Standing by for lecture about Katahdin.... :)
Title: Re: 4 rescued from Mt. Washington last night
Post by: strandman on January 22, 2014, 02:13:20 PM
Breaking a leg may not be very bright but.....getting lost because you stayed to long.. well that's another story in my book. and yes EVERYBODY fucks up at somepoint.

Katahdin ? Is that a dangerous place  :D
Title: Re: 4 rescued from Mt. Washington last night
Post by: frik on January 22, 2014, 02:23:52 PM
Mountains are supposed to be dangerous... that's part of the point in climbing them. Folks who venture into the mountains should be responsible for getting their asses home weather or not some official decides conditions warrant a "you are now liable" warning.  It wasn't that long ago when this was the case. Rescues were a mostly volunteer effort and not very reliable. You went into the mountains knowing there would be no rescue...if you ever even thought about it.

Rescue insurance for $25 IS a good deal, however this isn't really insurance in the strict sense... it's just a random pool of money we all hope is enough to defray the ever increasing costs of rescuing an ever increasing number of morans doing an ever increasing number of moronic things.

• **Information given**:
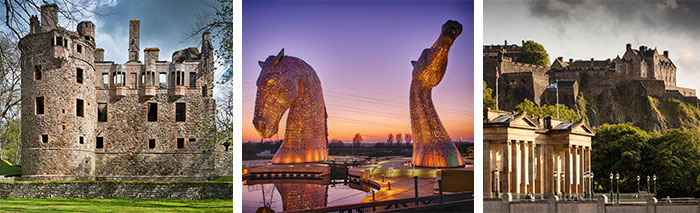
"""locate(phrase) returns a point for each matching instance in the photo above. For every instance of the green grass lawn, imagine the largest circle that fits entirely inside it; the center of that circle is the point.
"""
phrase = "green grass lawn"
(113, 205)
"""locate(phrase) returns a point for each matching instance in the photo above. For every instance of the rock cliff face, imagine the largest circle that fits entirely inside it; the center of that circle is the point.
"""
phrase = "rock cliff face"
(651, 113)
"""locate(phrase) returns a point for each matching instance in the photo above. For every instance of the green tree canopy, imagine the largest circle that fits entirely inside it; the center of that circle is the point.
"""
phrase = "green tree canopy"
(489, 102)
(547, 110)
(672, 156)
(533, 53)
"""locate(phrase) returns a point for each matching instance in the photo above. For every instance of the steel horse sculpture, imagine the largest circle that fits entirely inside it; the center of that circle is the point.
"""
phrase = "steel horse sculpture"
(432, 146)
(287, 82)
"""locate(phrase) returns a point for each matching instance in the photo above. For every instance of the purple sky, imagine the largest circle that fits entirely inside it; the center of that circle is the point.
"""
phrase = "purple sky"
(361, 51)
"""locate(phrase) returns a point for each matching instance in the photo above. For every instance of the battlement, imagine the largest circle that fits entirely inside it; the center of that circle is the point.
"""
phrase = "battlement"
(85, 118)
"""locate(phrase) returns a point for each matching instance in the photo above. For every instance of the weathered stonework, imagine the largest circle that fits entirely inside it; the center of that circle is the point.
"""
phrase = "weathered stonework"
(130, 146)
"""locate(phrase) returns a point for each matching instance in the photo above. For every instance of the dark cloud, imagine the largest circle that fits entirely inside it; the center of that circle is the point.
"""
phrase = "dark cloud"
(679, 16)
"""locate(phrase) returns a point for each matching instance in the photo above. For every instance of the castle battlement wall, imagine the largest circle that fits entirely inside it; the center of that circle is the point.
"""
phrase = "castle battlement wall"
(84, 118)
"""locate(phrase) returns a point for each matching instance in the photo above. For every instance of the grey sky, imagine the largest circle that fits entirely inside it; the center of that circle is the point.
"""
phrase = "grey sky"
(584, 29)
(164, 25)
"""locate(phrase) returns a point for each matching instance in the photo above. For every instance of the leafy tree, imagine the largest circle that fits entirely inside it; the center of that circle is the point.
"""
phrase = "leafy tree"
(674, 160)
(618, 148)
(533, 53)
(489, 102)
(547, 110)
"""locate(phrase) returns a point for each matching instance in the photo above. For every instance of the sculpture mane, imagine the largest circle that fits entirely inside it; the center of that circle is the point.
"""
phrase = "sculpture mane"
(287, 82)
(432, 146)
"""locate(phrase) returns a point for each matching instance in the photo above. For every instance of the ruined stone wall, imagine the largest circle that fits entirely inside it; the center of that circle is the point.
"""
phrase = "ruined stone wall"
(127, 132)
(62, 156)
(131, 190)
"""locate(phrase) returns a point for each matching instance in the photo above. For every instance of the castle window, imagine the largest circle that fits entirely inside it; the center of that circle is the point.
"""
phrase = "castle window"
(105, 80)
(180, 112)
(99, 142)
(101, 112)
(180, 143)
(37, 72)
(152, 112)
(163, 80)
(79, 107)
(79, 76)
(39, 105)
(193, 80)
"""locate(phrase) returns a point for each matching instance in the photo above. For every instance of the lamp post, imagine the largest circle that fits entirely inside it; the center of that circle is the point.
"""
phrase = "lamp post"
(585, 184)
(555, 191)
(648, 184)
(617, 182)
(498, 187)
(592, 191)
(611, 179)
(654, 185)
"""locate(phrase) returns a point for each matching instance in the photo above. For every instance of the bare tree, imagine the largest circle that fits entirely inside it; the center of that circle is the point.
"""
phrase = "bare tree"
(408, 138)
(10, 78)
(399, 139)
(218, 19)
(390, 140)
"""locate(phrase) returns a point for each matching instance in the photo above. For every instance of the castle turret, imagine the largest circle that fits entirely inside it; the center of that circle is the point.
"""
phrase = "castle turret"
(58, 98)
(49, 17)
(134, 31)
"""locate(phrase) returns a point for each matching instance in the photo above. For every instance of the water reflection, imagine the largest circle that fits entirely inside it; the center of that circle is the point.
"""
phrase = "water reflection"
(287, 195)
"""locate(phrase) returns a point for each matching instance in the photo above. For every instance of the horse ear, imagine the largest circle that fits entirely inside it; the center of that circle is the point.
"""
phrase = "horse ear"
(279, 57)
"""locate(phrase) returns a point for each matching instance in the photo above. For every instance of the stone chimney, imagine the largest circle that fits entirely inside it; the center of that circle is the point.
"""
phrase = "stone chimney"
(150, 55)
(49, 17)
(99, 54)
(86, 29)
(34, 25)
(134, 26)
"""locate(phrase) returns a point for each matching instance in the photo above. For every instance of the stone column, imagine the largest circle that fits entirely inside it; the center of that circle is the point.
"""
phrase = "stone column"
(523, 167)
(574, 170)
(567, 169)
(531, 167)
(582, 170)
(488, 169)
(505, 167)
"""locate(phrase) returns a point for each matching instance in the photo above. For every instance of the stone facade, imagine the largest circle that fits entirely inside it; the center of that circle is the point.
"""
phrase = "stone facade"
(521, 153)
(106, 121)
(640, 67)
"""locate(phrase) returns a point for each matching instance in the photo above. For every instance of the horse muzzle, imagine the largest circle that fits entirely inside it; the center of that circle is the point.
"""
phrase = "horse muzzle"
(265, 129)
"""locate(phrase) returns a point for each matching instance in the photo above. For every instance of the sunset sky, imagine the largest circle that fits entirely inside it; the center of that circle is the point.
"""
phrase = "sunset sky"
(361, 52)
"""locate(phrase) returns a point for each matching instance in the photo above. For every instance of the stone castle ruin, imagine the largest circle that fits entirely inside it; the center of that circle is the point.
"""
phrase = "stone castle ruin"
(639, 72)
(84, 118)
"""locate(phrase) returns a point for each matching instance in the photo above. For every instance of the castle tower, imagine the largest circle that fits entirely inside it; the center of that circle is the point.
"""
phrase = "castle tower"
(134, 31)
(58, 100)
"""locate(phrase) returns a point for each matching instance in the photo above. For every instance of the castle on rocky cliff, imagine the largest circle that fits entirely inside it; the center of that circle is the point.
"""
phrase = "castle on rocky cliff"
(639, 72)
(84, 118)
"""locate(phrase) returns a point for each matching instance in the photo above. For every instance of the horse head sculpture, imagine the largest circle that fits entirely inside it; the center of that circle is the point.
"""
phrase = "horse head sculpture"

• **Aim of the task**: Please carry on the forum thread about the Mt. Washington rescue from the point where it stops. The records come from a separate source.

• **The reply**:
Yes people make mistakes, have oops moments.  Heading up Mt Washington mid winter totally unprepared is not a mistake. I can't say what is is, other than maybe some form of mental illness having to do with a severe lack of judgement combined with an over regard of ones own abilities.  A mistake is leaving the bottle opener in the car.



Title: Re: 4 rescued from Mt. Washington last night
Post by: JBro on January 22, 2014, 02:32:46 PM
OK, the old dumb guy needs educating again: What is a SPOT device?

It's basically a rescue beacon. You push a button and it alerts somebody (I think you pay a subscription fee) that you are in trouble and sends them your GPS coordinates. That somebody then alerts the proper authorities. It gets service where cell phones don't.

I find it troubling that a group would bother to carry a SPOT and yet not carry a map.

Title: Re: 4 rescued from Mt. Washington last night
Post by: pappy on January 22, 2014, 03:16:33 PM
OK, the old dumb guy needs educating again: What is a SPOT device?

It's basically a rescue beacon. You push a button and it alerts somebody (I think you pay a subscription fee) that you are in trouble and sends them your GPS coordinates. That somebody then alerts the proper authorities. It gets service where cell phones don't.

I find it troubling that a group would bother to carry a SPOT and yet not carry a map.

What (other pointless stuff) will they think of next. I'd certainly rather pay for the hiker card than a subscription fee to assuage my paranoia, but I'm probably too cheap to pay either. But I guess if I got a SPOT and a PAS and a few other acronyms I should be adequately protected from my own stupidity.

It's very troubling that they would have one of these instead of a map and compass. Reminiscent of the guy on the glacier in Alaska who proudly said he and his buddies didn't need to rope up crossing the glacier because they all had avalanche beacons.  ::)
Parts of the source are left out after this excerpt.